#### Input

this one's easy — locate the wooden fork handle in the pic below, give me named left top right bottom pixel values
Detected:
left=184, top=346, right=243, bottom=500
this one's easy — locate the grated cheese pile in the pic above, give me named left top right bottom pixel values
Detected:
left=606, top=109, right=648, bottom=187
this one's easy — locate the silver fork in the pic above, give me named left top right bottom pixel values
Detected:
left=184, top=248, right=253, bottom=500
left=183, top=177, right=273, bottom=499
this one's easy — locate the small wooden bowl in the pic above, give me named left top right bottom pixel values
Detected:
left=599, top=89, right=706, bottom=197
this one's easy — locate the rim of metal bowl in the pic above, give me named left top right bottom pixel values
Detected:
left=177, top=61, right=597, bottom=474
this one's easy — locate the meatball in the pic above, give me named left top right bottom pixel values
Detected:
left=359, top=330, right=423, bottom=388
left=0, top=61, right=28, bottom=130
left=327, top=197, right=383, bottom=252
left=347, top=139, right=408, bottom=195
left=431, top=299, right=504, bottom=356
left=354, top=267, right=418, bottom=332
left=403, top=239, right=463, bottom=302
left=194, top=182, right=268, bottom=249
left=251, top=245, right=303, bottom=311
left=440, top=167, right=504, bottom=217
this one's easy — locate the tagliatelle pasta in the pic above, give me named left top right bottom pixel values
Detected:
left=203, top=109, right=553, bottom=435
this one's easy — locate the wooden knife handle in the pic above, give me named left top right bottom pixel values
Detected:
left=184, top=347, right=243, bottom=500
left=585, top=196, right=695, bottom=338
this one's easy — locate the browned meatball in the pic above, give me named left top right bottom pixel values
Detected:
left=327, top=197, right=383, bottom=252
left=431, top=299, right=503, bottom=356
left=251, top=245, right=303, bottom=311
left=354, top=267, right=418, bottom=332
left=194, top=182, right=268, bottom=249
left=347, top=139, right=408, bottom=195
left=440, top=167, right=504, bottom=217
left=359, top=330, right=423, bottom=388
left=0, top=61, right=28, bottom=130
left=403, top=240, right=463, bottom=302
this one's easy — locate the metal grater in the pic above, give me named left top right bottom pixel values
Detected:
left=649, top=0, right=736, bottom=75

########
#### Input

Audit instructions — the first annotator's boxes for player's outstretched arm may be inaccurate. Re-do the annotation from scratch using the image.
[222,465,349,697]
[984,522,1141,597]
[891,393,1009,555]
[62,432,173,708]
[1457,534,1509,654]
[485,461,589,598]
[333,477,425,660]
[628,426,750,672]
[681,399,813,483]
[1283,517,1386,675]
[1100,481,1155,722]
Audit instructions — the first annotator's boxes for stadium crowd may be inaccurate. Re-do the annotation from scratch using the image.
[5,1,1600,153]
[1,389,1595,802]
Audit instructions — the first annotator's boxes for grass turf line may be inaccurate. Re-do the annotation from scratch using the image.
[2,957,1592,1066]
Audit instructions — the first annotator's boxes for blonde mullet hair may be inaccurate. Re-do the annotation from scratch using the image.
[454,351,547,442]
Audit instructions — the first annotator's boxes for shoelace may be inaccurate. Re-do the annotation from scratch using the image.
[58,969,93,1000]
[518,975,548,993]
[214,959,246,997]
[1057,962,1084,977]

########

Exercise —
Your answer must be one number: how many lines of the data contain "handle".

Task response —
2